- Data supplied -

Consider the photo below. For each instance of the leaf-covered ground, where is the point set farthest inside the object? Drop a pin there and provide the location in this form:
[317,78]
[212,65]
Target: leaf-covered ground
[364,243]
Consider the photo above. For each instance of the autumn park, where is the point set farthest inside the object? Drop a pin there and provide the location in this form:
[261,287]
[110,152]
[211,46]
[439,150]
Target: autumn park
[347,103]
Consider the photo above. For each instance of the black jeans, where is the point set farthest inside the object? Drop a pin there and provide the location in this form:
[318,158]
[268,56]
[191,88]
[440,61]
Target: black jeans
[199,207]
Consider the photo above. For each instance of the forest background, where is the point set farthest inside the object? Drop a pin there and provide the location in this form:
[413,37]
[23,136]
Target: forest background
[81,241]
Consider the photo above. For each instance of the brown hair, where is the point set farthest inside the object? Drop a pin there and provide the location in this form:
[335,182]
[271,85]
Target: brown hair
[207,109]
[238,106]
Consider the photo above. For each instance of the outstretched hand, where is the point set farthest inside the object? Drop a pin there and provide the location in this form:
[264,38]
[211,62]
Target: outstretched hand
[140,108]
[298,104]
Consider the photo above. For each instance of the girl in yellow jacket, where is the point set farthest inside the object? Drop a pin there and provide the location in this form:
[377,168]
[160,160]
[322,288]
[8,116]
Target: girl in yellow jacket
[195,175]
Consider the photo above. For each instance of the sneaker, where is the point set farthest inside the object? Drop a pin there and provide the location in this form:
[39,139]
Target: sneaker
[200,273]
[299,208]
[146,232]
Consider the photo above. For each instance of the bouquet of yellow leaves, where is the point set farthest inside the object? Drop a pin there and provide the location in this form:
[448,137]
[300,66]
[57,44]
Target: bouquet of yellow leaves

- What is needed -
Rewrite the listing above with every "Drop a pin" swapped for "Place a marker", keeping everything else unchanged.

- The response -
Consider the photo below. For each instance of the leaf-covered ground, where is the point set farthest inside the object? Place a marker there and provide the location in this form:
[317,78]
[212,65]
Target: leaf-covered ground
[364,243]
Consider the photo above. For each instance of the autumn park, where is the point set farthest inside the object? Place a marker there and provide the location in this form:
[261,287]
[110,152]
[211,46]
[439,150]
Target: autumn park
[347,103]
Consider the photo above. For each instance of the black jeans, where is the point set farthest inside the object? Place a marker there and provide the location in this form:
[318,158]
[268,56]
[191,88]
[440,61]
Target: black jeans
[199,207]
Consider the photo above. For each instance of the forest background, where is the point set farthest inside the object? Place a marker there and provide the location in this form:
[413,37]
[23,136]
Target: forest background
[81,241]
Consider the photo above. For each instance of the brown hair, where is the point set farthest inside the object? Place a marker there and provide the location in this form:
[335,182]
[271,85]
Target: brown hair
[207,109]
[238,106]
Consider the photo above. For each instance of the outstretched hand, where is the point set farthest inside the object? Place a marker there and provide the location in this form:
[264,38]
[211,62]
Target: outstretched hand
[140,108]
[298,104]
Consider the photo above. For each instance of the girl in yellow jacket, where is the point set farthest inside the object? Place a marker there and provide the location in this form:
[377,168]
[160,160]
[322,288]
[8,116]
Target: girl in yellow jacket
[195,175]
Consider the photo above. For each instance of the sneaker, where is the point set farthest inside the object? Place a marker there and provide the location in this form:
[39,139]
Target: sneaker
[200,273]
[299,208]
[146,232]
Consider the photo above. For each instance of the bouquet of yellow leaves, where is the point set farthest inside the object? Place a marker there and provide the location in this form:
[448,137]
[300,66]
[57,44]
Target: bouquet of yellow leaves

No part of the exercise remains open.